● INSTRUCTIONS TO FOLLOW: Could every line of the data be printed exactly as it reads?

Point labeling examples:
┏━━

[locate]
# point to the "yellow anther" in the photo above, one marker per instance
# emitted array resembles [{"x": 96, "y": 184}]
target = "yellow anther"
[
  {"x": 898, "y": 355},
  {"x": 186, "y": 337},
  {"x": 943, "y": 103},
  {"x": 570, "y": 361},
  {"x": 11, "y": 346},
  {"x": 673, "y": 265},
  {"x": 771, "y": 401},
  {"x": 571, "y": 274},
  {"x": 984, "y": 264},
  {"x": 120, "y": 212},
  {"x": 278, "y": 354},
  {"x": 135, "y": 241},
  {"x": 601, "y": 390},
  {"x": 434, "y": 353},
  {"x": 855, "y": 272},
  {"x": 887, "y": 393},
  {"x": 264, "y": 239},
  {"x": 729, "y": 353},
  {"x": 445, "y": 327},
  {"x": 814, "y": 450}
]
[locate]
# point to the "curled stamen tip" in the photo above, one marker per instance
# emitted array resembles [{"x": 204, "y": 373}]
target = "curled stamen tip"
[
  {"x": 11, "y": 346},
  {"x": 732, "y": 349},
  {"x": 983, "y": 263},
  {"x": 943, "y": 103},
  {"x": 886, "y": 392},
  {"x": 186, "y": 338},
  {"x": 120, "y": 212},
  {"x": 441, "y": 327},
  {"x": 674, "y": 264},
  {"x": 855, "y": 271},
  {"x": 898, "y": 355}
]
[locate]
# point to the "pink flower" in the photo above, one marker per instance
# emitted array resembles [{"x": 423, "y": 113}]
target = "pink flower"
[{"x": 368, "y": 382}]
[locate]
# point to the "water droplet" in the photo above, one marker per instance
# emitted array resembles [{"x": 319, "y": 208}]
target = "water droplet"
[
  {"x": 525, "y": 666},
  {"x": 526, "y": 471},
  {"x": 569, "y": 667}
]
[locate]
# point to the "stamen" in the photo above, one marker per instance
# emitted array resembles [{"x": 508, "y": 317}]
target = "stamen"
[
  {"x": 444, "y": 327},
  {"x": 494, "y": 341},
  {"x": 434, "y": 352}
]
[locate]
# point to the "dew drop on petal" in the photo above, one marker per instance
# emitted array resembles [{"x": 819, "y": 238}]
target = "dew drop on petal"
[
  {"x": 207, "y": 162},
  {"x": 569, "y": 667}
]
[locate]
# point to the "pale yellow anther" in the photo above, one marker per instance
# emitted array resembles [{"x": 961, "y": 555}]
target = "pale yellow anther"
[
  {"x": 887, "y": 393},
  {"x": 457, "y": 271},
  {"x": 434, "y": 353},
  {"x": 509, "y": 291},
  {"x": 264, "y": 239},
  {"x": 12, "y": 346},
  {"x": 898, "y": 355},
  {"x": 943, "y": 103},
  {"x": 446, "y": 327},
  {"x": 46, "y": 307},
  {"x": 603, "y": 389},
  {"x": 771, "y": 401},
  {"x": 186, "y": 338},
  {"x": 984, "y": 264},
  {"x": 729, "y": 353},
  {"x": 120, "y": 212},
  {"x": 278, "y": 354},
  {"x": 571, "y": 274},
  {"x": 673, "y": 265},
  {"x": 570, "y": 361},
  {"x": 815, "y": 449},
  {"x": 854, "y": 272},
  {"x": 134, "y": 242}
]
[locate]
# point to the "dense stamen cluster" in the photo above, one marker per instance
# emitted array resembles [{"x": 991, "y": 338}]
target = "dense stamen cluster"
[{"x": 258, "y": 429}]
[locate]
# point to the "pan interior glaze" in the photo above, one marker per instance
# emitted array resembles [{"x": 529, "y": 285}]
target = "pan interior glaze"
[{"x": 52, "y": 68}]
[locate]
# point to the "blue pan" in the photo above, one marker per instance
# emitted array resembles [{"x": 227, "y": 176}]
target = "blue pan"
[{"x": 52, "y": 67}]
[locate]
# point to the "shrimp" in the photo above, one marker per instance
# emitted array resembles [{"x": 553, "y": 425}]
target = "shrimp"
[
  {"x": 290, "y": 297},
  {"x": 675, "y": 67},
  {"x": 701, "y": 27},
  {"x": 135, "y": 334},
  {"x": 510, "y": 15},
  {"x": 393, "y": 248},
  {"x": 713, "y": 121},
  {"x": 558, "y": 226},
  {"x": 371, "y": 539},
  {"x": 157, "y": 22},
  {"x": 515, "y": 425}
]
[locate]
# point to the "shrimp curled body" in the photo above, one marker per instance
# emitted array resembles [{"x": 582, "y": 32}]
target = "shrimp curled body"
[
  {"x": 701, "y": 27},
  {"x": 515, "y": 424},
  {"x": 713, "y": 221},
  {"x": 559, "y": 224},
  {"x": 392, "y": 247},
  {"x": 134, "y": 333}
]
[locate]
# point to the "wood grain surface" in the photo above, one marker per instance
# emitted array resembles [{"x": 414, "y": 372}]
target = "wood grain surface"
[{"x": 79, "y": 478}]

┗━━

● SOLUTION FOR THIS PROBLEM:
[locate]
# point to the "yellow anther" in the photo above, one marker per instance
# emitted array resembles [{"x": 96, "y": 184}]
target = "yellow anther"
[
  {"x": 898, "y": 355},
  {"x": 186, "y": 337},
  {"x": 943, "y": 103},
  {"x": 570, "y": 361},
  {"x": 11, "y": 346},
  {"x": 673, "y": 265},
  {"x": 771, "y": 401},
  {"x": 571, "y": 274},
  {"x": 984, "y": 264},
  {"x": 120, "y": 212},
  {"x": 278, "y": 354},
  {"x": 135, "y": 241},
  {"x": 601, "y": 390},
  {"x": 434, "y": 353},
  {"x": 855, "y": 272},
  {"x": 887, "y": 393},
  {"x": 264, "y": 239},
  {"x": 729, "y": 353},
  {"x": 445, "y": 327},
  {"x": 814, "y": 450}
]
[locate]
# point to the "curled stamen tip" in the photo above, one marker per instance
# emitted array resembles [{"x": 204, "y": 373}]
target = "curled stamen tip"
[
  {"x": 11, "y": 346},
  {"x": 732, "y": 349},
  {"x": 983, "y": 263},
  {"x": 943, "y": 103},
  {"x": 886, "y": 392},
  {"x": 186, "y": 338},
  {"x": 120, "y": 212},
  {"x": 441, "y": 327},
  {"x": 674, "y": 264},
  {"x": 855, "y": 271},
  {"x": 898, "y": 355}
]
[locate]
# point to the "pink flower" in the photo above, one marker per instance
# emitted array resembles [{"x": 423, "y": 113}]
target = "pink flower"
[{"x": 368, "y": 382}]
[locate]
# point to the "water droplet" in the photo above, one marker per instance
# emitted array resembles [{"x": 319, "y": 208}]
target = "water droplet"
[
  {"x": 525, "y": 666},
  {"x": 526, "y": 471},
  {"x": 569, "y": 667}
]
[locate]
# point to the "stamen" in the photo above, one marker per instance
# emitted array resembles [{"x": 508, "y": 317}]
target = "stamen"
[
  {"x": 444, "y": 327},
  {"x": 494, "y": 341},
  {"x": 434, "y": 352}
]
[locate]
# point to the "dew drop on petal" in the photo above, one marker per instance
# emitted array resembles [{"x": 819, "y": 238}]
target = "dew drop on petal"
[
  {"x": 207, "y": 162},
  {"x": 569, "y": 667}
]
[locate]
# point to the "pale yellow anther" in the photo above, one marker per instance
# emitted array resembles [{"x": 961, "y": 555}]
target = "pale yellow anther"
[
  {"x": 887, "y": 393},
  {"x": 457, "y": 271},
  {"x": 434, "y": 353},
  {"x": 509, "y": 291},
  {"x": 264, "y": 239},
  {"x": 12, "y": 346},
  {"x": 898, "y": 355},
  {"x": 943, "y": 103},
  {"x": 446, "y": 327},
  {"x": 46, "y": 307},
  {"x": 603, "y": 389},
  {"x": 771, "y": 401},
  {"x": 186, "y": 338},
  {"x": 984, "y": 264},
  {"x": 729, "y": 353},
  {"x": 120, "y": 212},
  {"x": 278, "y": 354},
  {"x": 571, "y": 274},
  {"x": 673, "y": 265},
  {"x": 570, "y": 361},
  {"x": 815, "y": 449},
  {"x": 854, "y": 272},
  {"x": 134, "y": 242}
]
[locate]
# point to the "dense stamen cluster" in the photo above, one marker per instance
# emitted array resembles [{"x": 991, "y": 338}]
target = "dense stamen cluster"
[{"x": 258, "y": 429}]
[locate]
# point to the "pan interior glaze" in the photo above, one marker per instance
# emitted array resembles [{"x": 529, "y": 285}]
target = "pan interior glaze"
[{"x": 52, "y": 68}]
[locate]
# point to the "blue pan" in the photo above, one marker per instance
# emitted array resembles [{"x": 227, "y": 176}]
target = "blue pan"
[{"x": 52, "y": 67}]
[locate]
# point to the "shrimp" in the photo above, one marker per instance
# emitted array resembles [{"x": 553, "y": 425}]
target = "shrimp"
[
  {"x": 290, "y": 297},
  {"x": 675, "y": 67},
  {"x": 701, "y": 27},
  {"x": 135, "y": 334},
  {"x": 510, "y": 15},
  {"x": 393, "y": 248},
  {"x": 713, "y": 121},
  {"x": 558, "y": 226},
  {"x": 371, "y": 539},
  {"x": 157, "y": 22},
  {"x": 515, "y": 425}
]
[locate]
# point to the "shrimp curled body" in the photo above, one marker per instance
# emitted array resembles [{"x": 582, "y": 32}]
target = "shrimp curled body"
[
  {"x": 701, "y": 27},
  {"x": 515, "y": 424},
  {"x": 713, "y": 221},
  {"x": 559, "y": 224},
  {"x": 392, "y": 247},
  {"x": 134, "y": 333}
]
[locate]
# point to the "wood grain surface" in the photo above, one marker per instance
# emitted array resembles [{"x": 414, "y": 372}]
target = "wood grain surface"
[{"x": 79, "y": 478}]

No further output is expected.